Repeat the listing below verbatim, starting at the line that contains "Draw the outline of every instance of the residential" and stopping after the line that contains "64L214 64L224 66L232".

⁂

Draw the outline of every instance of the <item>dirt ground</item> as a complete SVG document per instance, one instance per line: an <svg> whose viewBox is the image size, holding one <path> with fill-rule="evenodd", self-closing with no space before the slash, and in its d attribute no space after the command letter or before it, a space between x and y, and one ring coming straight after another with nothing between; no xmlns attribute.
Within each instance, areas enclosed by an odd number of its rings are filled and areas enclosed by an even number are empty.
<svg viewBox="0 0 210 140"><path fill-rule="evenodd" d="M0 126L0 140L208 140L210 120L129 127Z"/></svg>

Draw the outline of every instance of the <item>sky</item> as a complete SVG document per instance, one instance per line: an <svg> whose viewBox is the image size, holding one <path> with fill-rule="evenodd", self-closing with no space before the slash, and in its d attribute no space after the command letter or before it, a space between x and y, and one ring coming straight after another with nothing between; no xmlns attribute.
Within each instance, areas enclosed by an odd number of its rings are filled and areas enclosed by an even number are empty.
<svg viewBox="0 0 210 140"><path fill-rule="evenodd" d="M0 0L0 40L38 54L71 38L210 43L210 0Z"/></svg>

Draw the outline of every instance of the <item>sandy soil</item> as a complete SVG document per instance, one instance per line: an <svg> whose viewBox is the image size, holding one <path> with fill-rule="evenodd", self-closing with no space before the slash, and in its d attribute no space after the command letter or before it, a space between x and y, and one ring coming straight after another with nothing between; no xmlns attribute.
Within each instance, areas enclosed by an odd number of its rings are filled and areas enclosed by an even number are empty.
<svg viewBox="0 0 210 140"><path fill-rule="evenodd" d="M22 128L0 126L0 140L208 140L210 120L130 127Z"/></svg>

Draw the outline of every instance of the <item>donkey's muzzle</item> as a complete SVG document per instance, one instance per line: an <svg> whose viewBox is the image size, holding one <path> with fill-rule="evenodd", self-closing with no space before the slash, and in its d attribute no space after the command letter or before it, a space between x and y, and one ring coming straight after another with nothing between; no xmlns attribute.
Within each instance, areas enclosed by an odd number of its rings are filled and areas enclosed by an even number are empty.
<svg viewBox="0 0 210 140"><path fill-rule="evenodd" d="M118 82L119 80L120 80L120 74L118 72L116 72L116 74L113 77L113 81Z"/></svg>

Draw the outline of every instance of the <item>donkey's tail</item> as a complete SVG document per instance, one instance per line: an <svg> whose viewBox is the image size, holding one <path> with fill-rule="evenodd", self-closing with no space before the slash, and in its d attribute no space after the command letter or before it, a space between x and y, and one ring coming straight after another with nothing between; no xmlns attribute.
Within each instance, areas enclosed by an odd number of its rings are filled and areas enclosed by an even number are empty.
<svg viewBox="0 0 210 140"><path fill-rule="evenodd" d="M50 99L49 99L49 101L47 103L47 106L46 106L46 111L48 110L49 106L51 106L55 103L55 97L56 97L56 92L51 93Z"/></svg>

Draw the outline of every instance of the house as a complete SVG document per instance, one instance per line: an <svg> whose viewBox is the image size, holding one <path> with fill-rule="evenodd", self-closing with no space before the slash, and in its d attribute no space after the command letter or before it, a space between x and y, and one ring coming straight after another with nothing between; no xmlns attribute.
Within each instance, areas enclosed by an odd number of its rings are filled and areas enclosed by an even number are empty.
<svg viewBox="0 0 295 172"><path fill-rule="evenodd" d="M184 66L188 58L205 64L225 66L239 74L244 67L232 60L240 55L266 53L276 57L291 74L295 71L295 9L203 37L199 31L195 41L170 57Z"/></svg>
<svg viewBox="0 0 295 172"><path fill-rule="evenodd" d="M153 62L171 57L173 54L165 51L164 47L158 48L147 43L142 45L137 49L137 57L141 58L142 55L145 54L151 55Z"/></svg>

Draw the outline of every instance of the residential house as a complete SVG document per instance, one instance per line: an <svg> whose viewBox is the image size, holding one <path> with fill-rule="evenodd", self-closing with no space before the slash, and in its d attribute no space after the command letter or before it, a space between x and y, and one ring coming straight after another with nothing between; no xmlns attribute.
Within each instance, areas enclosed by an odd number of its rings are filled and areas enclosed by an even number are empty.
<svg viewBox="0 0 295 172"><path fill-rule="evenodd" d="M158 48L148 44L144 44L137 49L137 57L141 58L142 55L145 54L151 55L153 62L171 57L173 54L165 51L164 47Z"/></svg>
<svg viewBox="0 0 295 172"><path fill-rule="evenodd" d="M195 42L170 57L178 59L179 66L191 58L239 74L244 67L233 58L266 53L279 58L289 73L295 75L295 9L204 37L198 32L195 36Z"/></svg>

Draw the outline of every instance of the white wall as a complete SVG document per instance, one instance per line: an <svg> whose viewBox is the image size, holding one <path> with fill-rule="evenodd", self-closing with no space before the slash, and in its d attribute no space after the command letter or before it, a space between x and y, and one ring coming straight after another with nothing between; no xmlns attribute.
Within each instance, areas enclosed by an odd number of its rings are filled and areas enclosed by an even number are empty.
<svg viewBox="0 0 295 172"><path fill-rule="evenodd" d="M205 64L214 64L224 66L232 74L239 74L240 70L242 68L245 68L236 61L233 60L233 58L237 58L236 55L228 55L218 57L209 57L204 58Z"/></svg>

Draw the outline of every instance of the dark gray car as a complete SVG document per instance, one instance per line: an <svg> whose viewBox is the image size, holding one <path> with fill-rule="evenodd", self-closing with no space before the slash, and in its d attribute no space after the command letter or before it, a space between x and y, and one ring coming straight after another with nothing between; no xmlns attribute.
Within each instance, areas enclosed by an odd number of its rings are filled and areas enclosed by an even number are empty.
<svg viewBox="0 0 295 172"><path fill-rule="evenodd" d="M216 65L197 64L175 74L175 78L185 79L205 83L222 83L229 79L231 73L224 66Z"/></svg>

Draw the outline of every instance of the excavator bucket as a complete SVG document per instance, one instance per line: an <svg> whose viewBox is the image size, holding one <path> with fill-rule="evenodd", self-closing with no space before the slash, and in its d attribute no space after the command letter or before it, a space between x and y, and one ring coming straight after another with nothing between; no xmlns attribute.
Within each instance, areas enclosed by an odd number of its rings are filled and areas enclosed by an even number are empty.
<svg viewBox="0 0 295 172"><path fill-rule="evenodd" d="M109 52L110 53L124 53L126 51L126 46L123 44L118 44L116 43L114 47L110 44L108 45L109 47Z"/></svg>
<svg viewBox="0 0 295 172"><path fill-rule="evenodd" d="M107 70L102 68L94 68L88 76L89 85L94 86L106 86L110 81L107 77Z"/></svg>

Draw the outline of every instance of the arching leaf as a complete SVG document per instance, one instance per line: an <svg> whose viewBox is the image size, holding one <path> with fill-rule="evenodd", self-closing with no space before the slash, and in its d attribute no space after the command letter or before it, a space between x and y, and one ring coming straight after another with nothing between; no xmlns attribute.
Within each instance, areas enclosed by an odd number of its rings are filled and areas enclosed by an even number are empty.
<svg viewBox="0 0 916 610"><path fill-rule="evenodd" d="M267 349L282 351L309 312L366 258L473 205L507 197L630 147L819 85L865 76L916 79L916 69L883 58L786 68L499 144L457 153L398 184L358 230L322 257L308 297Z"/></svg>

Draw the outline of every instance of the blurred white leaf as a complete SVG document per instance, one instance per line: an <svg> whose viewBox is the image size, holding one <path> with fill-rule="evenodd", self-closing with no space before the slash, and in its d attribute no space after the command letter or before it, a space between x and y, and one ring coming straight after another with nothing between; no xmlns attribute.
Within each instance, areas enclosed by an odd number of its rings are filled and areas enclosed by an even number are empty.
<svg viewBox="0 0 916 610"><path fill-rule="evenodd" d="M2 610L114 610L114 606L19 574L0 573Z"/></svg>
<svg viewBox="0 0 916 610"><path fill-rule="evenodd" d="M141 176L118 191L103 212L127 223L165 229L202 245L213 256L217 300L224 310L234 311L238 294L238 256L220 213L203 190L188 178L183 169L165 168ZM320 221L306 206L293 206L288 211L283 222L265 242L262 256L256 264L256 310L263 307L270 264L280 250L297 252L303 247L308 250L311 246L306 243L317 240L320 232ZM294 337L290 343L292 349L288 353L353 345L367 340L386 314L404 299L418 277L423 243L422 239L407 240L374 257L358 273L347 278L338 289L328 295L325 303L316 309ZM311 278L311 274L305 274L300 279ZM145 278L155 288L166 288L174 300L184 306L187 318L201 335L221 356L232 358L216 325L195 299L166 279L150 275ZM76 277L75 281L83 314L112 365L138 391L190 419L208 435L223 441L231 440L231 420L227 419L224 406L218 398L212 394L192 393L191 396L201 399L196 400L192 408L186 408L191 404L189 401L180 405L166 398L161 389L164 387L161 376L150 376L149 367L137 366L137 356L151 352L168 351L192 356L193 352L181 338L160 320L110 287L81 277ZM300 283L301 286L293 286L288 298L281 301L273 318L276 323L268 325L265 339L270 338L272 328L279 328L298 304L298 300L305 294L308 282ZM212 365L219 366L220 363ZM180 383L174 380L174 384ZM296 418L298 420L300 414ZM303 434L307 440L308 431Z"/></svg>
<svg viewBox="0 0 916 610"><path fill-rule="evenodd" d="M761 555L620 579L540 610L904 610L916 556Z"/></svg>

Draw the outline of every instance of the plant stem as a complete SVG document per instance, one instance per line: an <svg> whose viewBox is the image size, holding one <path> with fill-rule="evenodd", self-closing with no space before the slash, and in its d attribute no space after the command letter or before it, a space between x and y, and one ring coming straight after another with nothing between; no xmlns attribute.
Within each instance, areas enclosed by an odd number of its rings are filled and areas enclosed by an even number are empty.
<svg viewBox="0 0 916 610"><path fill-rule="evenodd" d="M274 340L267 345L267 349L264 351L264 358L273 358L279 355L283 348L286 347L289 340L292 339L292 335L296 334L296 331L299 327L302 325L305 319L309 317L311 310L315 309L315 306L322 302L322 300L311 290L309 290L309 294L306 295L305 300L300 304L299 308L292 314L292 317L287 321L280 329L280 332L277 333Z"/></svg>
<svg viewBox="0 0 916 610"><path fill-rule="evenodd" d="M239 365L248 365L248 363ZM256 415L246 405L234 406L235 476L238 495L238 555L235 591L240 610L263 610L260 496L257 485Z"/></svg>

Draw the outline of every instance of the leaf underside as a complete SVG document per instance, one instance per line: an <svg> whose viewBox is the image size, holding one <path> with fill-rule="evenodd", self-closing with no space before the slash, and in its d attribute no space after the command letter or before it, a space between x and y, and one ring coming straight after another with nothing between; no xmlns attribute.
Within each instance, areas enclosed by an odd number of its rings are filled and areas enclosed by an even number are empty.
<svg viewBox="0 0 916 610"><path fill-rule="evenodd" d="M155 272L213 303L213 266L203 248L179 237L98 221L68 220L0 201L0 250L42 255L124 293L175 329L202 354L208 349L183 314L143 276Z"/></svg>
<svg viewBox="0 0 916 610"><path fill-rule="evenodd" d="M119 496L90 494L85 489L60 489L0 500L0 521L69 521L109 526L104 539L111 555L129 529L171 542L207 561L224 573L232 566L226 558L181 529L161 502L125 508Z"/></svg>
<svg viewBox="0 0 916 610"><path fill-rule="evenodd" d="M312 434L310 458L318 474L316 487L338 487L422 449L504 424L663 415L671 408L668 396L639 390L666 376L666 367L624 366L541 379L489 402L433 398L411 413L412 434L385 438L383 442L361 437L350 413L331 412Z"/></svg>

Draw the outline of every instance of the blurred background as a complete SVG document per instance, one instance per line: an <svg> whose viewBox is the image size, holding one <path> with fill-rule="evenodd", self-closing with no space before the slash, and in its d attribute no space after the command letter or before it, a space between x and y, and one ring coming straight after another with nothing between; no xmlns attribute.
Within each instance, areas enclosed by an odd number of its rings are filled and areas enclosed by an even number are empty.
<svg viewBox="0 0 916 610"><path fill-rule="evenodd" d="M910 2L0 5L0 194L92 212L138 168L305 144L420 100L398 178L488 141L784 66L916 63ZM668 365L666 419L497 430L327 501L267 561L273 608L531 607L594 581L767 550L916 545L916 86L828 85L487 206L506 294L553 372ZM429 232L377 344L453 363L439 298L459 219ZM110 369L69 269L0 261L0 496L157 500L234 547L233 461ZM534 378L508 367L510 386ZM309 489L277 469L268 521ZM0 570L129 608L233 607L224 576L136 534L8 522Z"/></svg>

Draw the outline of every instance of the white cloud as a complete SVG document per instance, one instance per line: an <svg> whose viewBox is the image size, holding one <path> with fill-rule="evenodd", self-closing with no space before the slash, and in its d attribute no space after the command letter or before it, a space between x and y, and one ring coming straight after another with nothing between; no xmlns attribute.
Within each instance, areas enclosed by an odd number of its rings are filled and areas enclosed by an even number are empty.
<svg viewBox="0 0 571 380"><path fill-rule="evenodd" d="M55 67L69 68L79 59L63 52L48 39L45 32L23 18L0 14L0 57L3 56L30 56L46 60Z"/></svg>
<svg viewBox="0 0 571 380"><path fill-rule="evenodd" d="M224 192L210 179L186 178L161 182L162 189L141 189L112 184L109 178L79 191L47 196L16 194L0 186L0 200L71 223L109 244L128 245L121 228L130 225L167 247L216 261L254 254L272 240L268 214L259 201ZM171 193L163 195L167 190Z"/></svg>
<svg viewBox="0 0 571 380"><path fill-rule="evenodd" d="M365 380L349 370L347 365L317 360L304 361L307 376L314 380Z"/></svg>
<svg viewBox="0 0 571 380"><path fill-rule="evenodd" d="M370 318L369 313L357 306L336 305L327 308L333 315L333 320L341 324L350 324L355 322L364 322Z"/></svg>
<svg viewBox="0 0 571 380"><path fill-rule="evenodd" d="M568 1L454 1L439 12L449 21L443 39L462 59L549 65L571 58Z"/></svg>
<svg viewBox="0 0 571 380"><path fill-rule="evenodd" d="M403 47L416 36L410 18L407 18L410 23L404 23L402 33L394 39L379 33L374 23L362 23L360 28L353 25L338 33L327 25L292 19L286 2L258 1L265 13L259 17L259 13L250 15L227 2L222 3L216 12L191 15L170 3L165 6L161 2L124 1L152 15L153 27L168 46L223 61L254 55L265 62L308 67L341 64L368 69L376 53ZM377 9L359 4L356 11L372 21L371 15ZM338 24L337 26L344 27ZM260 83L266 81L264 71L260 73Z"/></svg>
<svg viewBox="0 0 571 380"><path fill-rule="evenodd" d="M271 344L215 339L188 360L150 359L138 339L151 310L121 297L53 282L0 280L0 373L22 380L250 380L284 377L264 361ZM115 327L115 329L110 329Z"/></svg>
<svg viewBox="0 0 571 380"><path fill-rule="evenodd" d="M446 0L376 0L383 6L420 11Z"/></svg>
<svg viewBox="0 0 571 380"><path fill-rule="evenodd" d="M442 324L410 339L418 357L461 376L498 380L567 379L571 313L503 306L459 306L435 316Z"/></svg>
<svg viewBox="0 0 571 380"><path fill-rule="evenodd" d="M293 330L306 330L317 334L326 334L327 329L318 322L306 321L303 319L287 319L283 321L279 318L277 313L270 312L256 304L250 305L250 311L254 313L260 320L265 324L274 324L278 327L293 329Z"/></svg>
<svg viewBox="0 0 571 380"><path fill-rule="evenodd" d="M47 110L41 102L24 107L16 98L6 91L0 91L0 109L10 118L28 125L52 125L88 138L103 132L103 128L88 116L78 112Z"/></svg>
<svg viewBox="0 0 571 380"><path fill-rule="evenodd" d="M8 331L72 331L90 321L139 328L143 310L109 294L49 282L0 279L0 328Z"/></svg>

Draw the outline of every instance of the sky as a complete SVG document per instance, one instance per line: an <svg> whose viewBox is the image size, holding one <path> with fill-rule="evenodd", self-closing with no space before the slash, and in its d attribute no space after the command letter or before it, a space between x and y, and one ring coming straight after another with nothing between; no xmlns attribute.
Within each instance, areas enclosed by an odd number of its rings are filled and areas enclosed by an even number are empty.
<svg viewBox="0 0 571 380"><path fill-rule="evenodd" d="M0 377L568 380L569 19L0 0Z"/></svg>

⁂

Reply
Draw the outline of every instance of the residential house as a complete SVG document per instance, one instance per line: an <svg> whose viewBox is the image size, holding one <path> with fill-rule="evenodd", self-closing with no space before the slash, and in its d attribute no space after the command letter or before it, a space between x and y, and one ring coming straight after another with nothing between; no xmlns attribute.
Within each instance, areas enclosed by an odd number of its rings are filled and areas enclosed by an even number are empty.
<svg viewBox="0 0 295 172"><path fill-rule="evenodd" d="M158 48L148 44L144 44L137 49L137 57L141 58L142 55L145 54L151 55L153 62L171 57L173 54L165 51L164 47Z"/></svg>
<svg viewBox="0 0 295 172"><path fill-rule="evenodd" d="M195 42L170 57L178 59L179 66L191 58L239 74L244 67L233 58L266 53L279 58L289 73L295 75L295 9L204 37L198 32L195 36Z"/></svg>

Draw the outline of every instance of the white wall as a complete SVG document per instance, one instance per line: an <svg> whose viewBox is the image size, holding one <path> with fill-rule="evenodd", self-closing with no space before the slash, and in its d attribute no space after the command letter or before it, a space between x and y, and one ring coming straight after another with nothing between; no xmlns attribute.
Within each instance, areas enclosed by an odd number of its rings are filled and areas enclosed by an even number are empty.
<svg viewBox="0 0 295 172"><path fill-rule="evenodd" d="M205 64L214 64L224 66L232 74L239 74L240 70L242 68L245 68L236 61L233 60L233 58L237 58L236 55L228 55L218 57L209 57L204 58Z"/></svg>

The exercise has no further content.